__Supplied material__
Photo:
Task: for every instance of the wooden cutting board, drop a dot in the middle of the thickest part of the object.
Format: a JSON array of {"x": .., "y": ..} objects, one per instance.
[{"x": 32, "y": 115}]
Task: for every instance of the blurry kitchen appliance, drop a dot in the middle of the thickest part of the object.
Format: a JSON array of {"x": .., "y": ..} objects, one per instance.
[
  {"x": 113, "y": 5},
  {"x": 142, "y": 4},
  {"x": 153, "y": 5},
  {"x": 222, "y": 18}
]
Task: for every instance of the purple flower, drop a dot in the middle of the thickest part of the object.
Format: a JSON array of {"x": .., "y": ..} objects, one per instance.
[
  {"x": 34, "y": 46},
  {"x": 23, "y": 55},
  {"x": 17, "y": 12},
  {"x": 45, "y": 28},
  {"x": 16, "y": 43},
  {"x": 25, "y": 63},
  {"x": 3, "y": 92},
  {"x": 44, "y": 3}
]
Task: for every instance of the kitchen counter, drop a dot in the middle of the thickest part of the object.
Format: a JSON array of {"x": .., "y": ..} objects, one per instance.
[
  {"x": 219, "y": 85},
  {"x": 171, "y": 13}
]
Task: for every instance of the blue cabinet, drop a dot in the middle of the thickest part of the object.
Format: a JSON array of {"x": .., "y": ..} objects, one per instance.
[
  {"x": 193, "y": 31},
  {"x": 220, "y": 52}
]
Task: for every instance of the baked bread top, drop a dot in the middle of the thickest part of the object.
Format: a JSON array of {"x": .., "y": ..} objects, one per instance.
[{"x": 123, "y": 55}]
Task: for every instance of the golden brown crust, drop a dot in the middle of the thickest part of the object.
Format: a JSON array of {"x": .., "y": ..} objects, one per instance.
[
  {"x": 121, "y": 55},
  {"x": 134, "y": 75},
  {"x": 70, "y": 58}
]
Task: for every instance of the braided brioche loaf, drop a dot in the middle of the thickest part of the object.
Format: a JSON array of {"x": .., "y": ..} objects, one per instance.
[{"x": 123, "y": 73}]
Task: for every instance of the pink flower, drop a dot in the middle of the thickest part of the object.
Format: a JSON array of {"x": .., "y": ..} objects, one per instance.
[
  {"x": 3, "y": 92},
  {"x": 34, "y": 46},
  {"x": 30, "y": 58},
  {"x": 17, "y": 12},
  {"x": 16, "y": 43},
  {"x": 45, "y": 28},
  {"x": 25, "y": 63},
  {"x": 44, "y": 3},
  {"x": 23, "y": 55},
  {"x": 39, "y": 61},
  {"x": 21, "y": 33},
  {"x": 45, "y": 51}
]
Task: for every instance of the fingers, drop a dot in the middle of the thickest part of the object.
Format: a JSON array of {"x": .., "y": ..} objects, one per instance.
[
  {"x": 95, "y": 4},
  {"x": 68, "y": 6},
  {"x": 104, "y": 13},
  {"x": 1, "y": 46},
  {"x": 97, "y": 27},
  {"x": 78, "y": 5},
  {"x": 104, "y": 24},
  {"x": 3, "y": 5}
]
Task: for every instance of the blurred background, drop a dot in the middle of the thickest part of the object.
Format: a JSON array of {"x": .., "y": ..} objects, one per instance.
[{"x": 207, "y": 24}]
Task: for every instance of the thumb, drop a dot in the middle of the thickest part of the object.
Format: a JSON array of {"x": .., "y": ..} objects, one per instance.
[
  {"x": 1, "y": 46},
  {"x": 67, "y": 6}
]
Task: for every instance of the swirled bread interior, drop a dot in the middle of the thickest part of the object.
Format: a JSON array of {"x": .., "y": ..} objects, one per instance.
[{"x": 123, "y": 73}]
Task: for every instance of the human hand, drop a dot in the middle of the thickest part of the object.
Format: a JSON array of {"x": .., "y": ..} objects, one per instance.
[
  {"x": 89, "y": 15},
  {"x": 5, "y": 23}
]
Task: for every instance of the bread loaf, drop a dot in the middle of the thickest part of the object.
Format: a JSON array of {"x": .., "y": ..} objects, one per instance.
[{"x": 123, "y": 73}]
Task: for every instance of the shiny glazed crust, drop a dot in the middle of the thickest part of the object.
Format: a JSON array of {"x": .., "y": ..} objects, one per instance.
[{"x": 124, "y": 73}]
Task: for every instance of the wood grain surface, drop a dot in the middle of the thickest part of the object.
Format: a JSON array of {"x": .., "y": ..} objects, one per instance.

__Task to complete__
Whenever a line in the entries holds the word "kitchen", copy that line.

__Output for this exercise__
Task: for every instance of the blurry kitchen appliance, drop a dot in the middle of the thickest part of the object.
Task: for every instance of the kitchen counter, drop a dot in the middle of the thickest part of the object.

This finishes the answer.